Dataset rows on where objects appear
[BEGIN]

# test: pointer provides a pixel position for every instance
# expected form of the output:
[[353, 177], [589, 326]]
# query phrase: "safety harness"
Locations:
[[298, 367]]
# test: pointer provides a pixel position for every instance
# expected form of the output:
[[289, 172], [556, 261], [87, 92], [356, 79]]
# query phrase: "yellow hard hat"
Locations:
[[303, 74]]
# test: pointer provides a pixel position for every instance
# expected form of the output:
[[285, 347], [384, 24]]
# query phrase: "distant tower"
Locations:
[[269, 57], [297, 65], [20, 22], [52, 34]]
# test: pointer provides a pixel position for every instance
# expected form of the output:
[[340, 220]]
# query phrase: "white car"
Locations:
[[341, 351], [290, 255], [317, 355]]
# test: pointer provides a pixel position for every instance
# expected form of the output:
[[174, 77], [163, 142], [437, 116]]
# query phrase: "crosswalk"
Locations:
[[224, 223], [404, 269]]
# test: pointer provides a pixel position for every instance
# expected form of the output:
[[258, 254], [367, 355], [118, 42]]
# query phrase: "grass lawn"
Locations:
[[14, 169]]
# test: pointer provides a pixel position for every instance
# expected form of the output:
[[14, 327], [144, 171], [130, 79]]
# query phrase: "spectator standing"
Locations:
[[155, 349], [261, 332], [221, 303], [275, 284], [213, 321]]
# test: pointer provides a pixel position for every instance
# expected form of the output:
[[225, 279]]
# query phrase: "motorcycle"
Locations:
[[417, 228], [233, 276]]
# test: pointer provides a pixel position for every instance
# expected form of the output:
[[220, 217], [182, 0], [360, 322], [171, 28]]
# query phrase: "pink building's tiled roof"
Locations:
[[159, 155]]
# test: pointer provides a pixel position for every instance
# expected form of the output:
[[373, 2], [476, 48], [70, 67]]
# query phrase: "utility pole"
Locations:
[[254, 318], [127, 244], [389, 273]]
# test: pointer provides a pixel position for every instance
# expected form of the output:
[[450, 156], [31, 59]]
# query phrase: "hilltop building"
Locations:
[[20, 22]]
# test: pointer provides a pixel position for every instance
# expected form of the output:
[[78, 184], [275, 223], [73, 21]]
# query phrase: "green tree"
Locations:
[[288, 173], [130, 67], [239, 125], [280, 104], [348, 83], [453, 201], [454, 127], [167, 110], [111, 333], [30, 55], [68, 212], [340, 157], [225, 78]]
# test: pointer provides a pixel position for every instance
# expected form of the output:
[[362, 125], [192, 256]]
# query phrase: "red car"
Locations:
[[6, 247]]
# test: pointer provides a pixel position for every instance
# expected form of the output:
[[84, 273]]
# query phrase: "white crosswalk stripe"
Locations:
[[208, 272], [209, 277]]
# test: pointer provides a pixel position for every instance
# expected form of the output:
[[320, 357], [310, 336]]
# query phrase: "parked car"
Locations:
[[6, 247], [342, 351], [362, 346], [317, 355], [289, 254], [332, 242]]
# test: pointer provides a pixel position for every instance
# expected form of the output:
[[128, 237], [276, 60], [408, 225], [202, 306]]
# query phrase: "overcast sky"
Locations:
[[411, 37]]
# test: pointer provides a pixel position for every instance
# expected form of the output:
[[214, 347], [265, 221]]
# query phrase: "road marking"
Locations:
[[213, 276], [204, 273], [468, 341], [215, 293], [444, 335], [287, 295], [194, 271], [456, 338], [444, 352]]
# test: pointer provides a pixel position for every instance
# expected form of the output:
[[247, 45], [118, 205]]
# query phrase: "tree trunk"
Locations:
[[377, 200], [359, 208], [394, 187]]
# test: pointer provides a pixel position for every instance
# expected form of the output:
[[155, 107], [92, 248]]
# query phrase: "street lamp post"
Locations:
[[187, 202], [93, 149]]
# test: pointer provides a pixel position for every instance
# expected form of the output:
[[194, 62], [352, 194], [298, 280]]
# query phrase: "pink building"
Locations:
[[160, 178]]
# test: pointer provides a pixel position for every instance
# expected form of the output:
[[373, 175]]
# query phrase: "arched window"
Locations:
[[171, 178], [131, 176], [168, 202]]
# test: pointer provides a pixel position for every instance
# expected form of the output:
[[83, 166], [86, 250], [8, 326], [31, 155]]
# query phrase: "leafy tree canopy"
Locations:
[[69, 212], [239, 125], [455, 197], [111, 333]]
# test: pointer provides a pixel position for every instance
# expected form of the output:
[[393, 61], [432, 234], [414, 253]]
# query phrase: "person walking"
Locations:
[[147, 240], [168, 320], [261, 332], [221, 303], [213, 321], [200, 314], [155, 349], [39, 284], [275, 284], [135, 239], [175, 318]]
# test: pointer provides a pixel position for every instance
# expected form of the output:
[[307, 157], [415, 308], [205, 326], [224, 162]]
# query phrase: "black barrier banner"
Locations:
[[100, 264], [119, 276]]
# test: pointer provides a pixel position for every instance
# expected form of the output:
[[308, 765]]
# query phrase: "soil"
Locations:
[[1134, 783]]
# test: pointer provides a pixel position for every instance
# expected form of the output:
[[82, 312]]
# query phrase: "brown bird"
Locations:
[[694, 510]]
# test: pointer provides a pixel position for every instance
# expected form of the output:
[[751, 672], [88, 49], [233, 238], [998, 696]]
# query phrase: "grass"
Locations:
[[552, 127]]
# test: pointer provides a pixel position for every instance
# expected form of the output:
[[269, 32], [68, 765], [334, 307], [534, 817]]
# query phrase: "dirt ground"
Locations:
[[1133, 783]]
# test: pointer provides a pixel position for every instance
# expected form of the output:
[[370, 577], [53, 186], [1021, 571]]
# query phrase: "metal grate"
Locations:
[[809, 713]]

[END]

• **Direction**
Rewrite the data from its first line through the line holding "[[341, 351], [290, 255], [317, 355]]", inclusive, keeping every line. Rescale only the coordinates in the answers by multiplying each by 2.1 and rounding to whole numbers, with halves rounded up, and leave all other numbers unchanged.

• **Response**
# test: pointer provides a pixel position for every instance
# expected form of the output:
[[353, 177], [589, 326]]
# query phrase: "safety harness"
Locations:
[[626, 771]]
# test: pointer provides a pixel position for every instance
# expected form of the output:
[[289, 172], [556, 261], [87, 92], [356, 79]]
# query phrase: "yellow hard hat"
Locations:
[[636, 155]]
# test: pointer provides a pixel position for every instance
# expected form of the output:
[[285, 347], [384, 24]]
# query phrase: "distant tower"
Locations:
[[565, 120], [624, 137], [42, 46], [109, 71]]
# test: pointer provides a pixel position for every instance
# expected form of the output:
[[340, 220]]
# query phrase: "white car"
Locations:
[[716, 737], [609, 536], [666, 746]]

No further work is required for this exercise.